WHAT IS ASKED> Continue the news article about Latino entrepreneurs struggling to get business funding, starting right after its last sentence.

Latino entrepreneurs, often shunned by banks, band together to build their businesses

Paul Singer

With the dramatic growth in the U.S. population, the number of Hispanic-Latino-owned businesses is growing faster than in other ethnic groups.

Carl Palme is a high-tech entrepreneur in Boston with a problem: He’s finding it hard to find investors to back his start-up.

And part of the reason, he says, is his ethnicity.

“I’m a Mexican immigrant,” he told GBH News on a recent morning in his Fort Point office, which is also his production facility. “I don’t have any high school buddies here. I don’t have any kids that I went to primary school [with]. You know, I don’t know their parents; I don’t have these networks where people can just trust me.”

In a December study, the consulting firm McKinsey found that “Latinos have the lowest rate of using bank and financial institution loans to start their businesses compared with other racial and ethnic groups,” rely more on personal funds and receive a tiny fraction of the billions of dollars invested each year by venture capital firms.

SUPPLIED DATA>
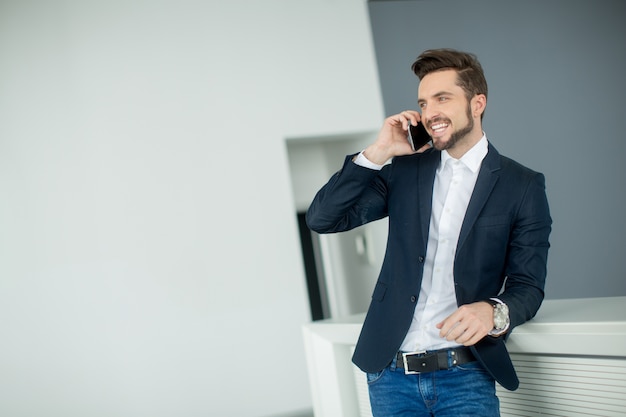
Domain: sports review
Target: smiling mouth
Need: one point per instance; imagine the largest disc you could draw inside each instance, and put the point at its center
(439, 127)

RESULT BELOW>
Massachusetts’ climate for Latino businesses is even worse than other states. GBH News reported last year that Black and Latino people now make up more than a fifth of the state’s population but own just over 3% of businesses with employees — less than half the national rate of Black and Latino business ownership.

Learn more about Palme’s story and why Latino businesses face higher demands for collateral from lenders and are turned down for loans more often than their white counterparts by reading Paul Singer’s story: https://www.wgbh.org/news/local-news/2022/02/14/latino-entrepreneurs-often-shunned-by-banks-band-together-to-build-their-businesses.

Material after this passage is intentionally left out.